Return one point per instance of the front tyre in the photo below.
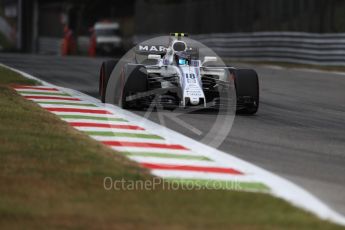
(247, 91)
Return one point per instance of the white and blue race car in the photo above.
(174, 76)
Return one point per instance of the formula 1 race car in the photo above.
(174, 76)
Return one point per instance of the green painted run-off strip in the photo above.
(166, 155)
(217, 184)
(44, 93)
(92, 118)
(119, 134)
(65, 103)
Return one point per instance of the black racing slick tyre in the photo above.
(247, 91)
(104, 75)
(134, 81)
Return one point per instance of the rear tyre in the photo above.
(247, 91)
(104, 76)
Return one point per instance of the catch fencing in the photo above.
(295, 47)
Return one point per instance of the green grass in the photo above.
(51, 177)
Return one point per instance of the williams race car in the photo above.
(174, 76)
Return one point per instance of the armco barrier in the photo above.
(296, 47)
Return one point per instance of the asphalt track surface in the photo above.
(298, 133)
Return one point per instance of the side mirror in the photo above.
(209, 59)
(154, 56)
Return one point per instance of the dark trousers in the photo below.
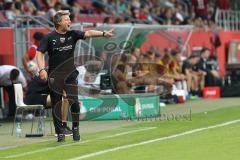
(12, 103)
(57, 84)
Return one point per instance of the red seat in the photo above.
(2, 16)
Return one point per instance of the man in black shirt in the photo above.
(60, 45)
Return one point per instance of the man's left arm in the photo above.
(95, 33)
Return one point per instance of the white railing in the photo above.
(229, 20)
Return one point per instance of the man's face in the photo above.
(65, 23)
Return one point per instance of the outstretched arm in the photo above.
(95, 33)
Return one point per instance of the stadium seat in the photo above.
(18, 92)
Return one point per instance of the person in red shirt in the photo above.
(223, 4)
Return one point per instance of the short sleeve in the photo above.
(22, 80)
(43, 47)
(79, 35)
(31, 52)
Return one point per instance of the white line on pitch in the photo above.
(81, 142)
(154, 140)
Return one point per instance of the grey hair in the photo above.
(57, 18)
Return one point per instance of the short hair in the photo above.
(203, 50)
(14, 74)
(58, 16)
(38, 36)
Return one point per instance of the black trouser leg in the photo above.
(56, 104)
(72, 95)
(12, 103)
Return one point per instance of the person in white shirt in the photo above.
(8, 76)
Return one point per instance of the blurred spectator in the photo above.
(192, 75)
(210, 68)
(223, 4)
(200, 8)
(8, 76)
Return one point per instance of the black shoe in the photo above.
(76, 135)
(67, 131)
(61, 138)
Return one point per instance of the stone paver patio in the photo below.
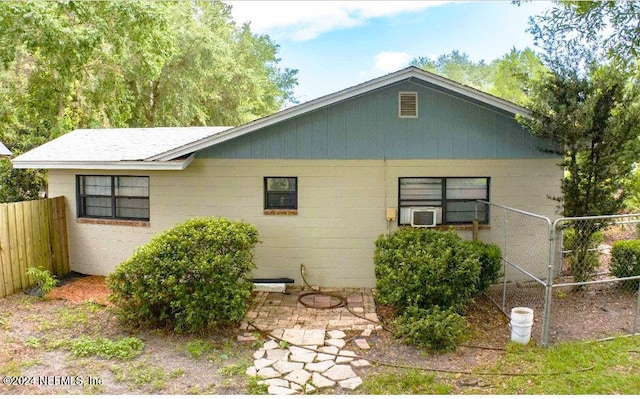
(312, 324)
(279, 311)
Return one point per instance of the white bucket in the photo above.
(521, 322)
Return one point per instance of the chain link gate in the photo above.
(563, 270)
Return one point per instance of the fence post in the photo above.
(548, 291)
(635, 318)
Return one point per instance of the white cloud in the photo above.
(306, 20)
(392, 61)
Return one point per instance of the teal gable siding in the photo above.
(368, 127)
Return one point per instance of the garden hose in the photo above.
(429, 369)
(342, 300)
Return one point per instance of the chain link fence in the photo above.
(595, 292)
(566, 272)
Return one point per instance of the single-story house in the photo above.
(320, 181)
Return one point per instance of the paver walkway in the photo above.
(305, 369)
(316, 355)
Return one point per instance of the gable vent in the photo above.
(408, 104)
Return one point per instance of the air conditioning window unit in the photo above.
(424, 217)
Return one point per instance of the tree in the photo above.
(594, 119)
(508, 77)
(589, 105)
(458, 67)
(75, 64)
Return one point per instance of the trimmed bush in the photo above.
(490, 263)
(625, 262)
(433, 328)
(425, 267)
(429, 277)
(192, 277)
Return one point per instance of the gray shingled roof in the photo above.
(115, 145)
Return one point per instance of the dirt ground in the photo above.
(36, 333)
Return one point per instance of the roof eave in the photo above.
(105, 165)
(330, 99)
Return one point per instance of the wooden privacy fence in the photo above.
(32, 234)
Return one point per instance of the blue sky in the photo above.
(338, 44)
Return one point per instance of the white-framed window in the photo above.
(408, 104)
(454, 198)
(113, 197)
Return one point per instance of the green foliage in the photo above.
(192, 277)
(625, 262)
(489, 256)
(508, 77)
(608, 27)
(199, 347)
(582, 240)
(458, 67)
(632, 187)
(122, 349)
(425, 267)
(45, 282)
(429, 277)
(432, 328)
(404, 382)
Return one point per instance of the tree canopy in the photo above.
(77, 64)
(508, 77)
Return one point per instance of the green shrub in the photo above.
(433, 328)
(193, 277)
(123, 349)
(45, 281)
(489, 256)
(425, 267)
(582, 240)
(429, 277)
(625, 262)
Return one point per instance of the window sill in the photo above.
(461, 227)
(281, 212)
(115, 222)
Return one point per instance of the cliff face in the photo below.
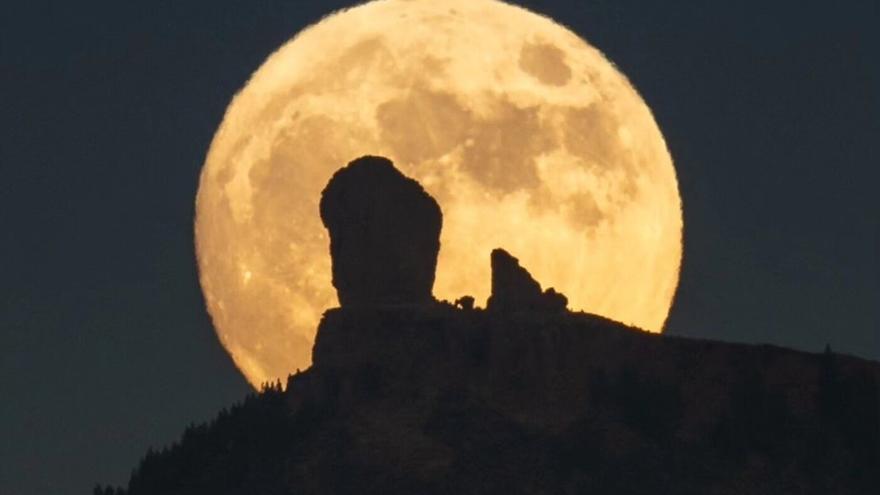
(410, 395)
(453, 400)
(443, 400)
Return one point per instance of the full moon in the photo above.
(527, 136)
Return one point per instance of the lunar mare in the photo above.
(528, 138)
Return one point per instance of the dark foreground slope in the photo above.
(445, 400)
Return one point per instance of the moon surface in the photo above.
(528, 138)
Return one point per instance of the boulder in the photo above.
(384, 235)
(514, 288)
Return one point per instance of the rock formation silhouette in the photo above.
(384, 235)
(514, 289)
(407, 395)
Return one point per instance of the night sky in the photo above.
(106, 112)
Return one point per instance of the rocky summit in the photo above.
(408, 395)
(384, 235)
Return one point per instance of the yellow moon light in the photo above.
(527, 136)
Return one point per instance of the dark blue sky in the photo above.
* * * * * * *
# YOUR ASSIGNMENT
Please copy the records above word for word, omitting every picture.

# EXERCISE SOLUTION
Return one point per instance of the front tyre in the photo below.
(247, 91)
Return one point per instance of the white and blue race car in the photo above.
(174, 76)
Return one point per instance of the formula 1 race car in the photo above.
(174, 76)
Return one point per instance of the green painted run-off strip in the photo above.
(166, 155)
(217, 184)
(44, 93)
(92, 118)
(119, 134)
(65, 103)
Return one point per instance of the black racing slick tyre in the photo above.
(247, 91)
(104, 75)
(134, 81)
Return one point per instance of the rear tyre in the photo above.
(247, 91)
(104, 76)
Return one point per instance of the catch fencing in the photo above.
(295, 47)
Return one point per instance of the green grass in the photo above.
(51, 177)
Return one point per instance of the williams race car in the photo above.
(174, 76)
Return one point per instance of the armco barrier in the photo above.
(296, 47)
Return one point per instance of the asphalt track surface in the photo above.
(298, 133)
Return one point per instance of the side mirror in the photo above.
(209, 59)
(154, 56)
Return one point per instance of the dark trousers in the photo below.
(12, 103)
(57, 84)
Return one point per instance of the red seat in the photo above.
(2, 16)
Return one point per instance of the man in black shirt in the photo above.
(60, 45)
Return one point per instance of the man's left arm in the photo above.
(95, 33)
Return one point per instance of the white railing in the photo above.
(229, 20)
Return one point per instance of the man's face in the photo above.
(65, 23)
Return one point per instance of the outstretched arm in the photo above.
(95, 33)
Return one point per instance of the stadium seat in the photo above.
(18, 92)
Return one point per instance of the person in red shirt in the photo above.
(223, 4)
Return one point per instance of the short sleeve in the photo above.
(22, 80)
(43, 47)
(79, 35)
(31, 52)
Return one point per instance of the white line on pitch in the photo above.
(81, 142)
(154, 140)
Return one point per instance of the grey hair in the photo above.
(57, 18)
Return one point per instance of the short hair in the photo above.
(203, 50)
(14, 74)
(58, 16)
(38, 36)
Return one point per instance of the black trouser leg in the photo above.
(56, 104)
(72, 95)
(12, 103)
Return one point per instance of the person in white shirt in the photo above.
(8, 76)
Return one point per instance of the blurred spectator in the photo above.
(192, 75)
(210, 68)
(223, 4)
(200, 8)
(8, 76)
Return one point per instance of the black shoe in the photo above.
(76, 135)
(67, 131)
(61, 138)
Return one point per instance of the stone paver patio in the photo below.
(312, 324)
(279, 311)
Return one point per instance of the white bucket in the photo above.
(521, 322)
Return one point per instance of the chain link gate in the photo above.
(563, 270)
Return one point per instance of the fence post in the photo above.
(548, 291)
(635, 318)
Return one point per instance of the white cloud in the photo above.
(306, 20)
(392, 61)
Return one point per instance of the teal gable siding in the photo above.
(368, 127)
Return one point per instance of the garden hose in the photo above.
(429, 369)
(342, 300)
Return one point per instance of the chain link fence in the photo above.
(595, 292)
(566, 272)
Return one point per instance of the single-story house in the photo above.
(320, 181)
Return one point per instance of the paver walkway in the photo above.
(305, 369)
(316, 355)
Return one point per instance of the gable vent in the photo above.
(408, 104)
Return one point per instance of the air conditioning window unit in the photo above.
(424, 217)
Return one point per instance of the tree in the photo above.
(594, 119)
(508, 77)
(589, 105)
(458, 67)
(75, 64)
Return one point per instance of the trimmed bush in the photo above.
(490, 263)
(625, 262)
(433, 328)
(425, 267)
(429, 277)
(192, 277)
Return one point per instance of the gray shingled roof in the photo above.
(115, 145)
Return one point per instance of the dirt ground in the photo above.
(36, 333)
Return one point per instance of the roof eave in the photo above.
(105, 165)
(330, 99)
Return one point per instance of the wooden privacy fence in the photo above.
(32, 234)
Return one point per instance of the blue sky in the photo above.
(338, 44)
Return one point per instance of the white-framed window in the photo above.
(408, 104)
(454, 198)
(113, 197)
Return one point per instance of the green foliage in the photo above.
(192, 277)
(625, 262)
(489, 256)
(508, 77)
(608, 27)
(199, 347)
(582, 240)
(458, 67)
(632, 187)
(122, 349)
(425, 267)
(45, 282)
(429, 277)
(432, 328)
(404, 382)
Return one point per instance of the tree canopy in the photo above.
(77, 64)
(508, 77)
Return one point per instance of the green shrub in the photo above.
(433, 328)
(193, 277)
(123, 349)
(45, 281)
(489, 256)
(425, 267)
(582, 240)
(429, 277)
(625, 262)
Return one point per instance of the window sill in the photo above.
(461, 227)
(281, 212)
(115, 222)
Return one point per instance of the cliff face in the photo below.
(410, 395)
(453, 400)
(443, 400)
Return one point per instance of the full moon in the photo above.
(527, 136)
Return one point per instance of the lunar mare in the photo above.
(528, 138)
Return one point per instance of the dark foreground slope in the photo above.
(445, 400)
Return one point per instance of the moon surface in the photo above.
(528, 138)
Return one point per instance of the boulder in the photo above.
(384, 235)
(514, 288)
Return one point per instance of the rock formation silhouette in the photo above.
(384, 235)
(514, 289)
(407, 395)
Return one point per instance of the night sky in the photo above.
(106, 112)
Return one point per instance of the rocky summit in the photo above.
(408, 395)
(384, 235)
Return one point per instance of the yellow moon light in the photo above.
(527, 136)
Return one point per instance of the dark blue sky in the photo above.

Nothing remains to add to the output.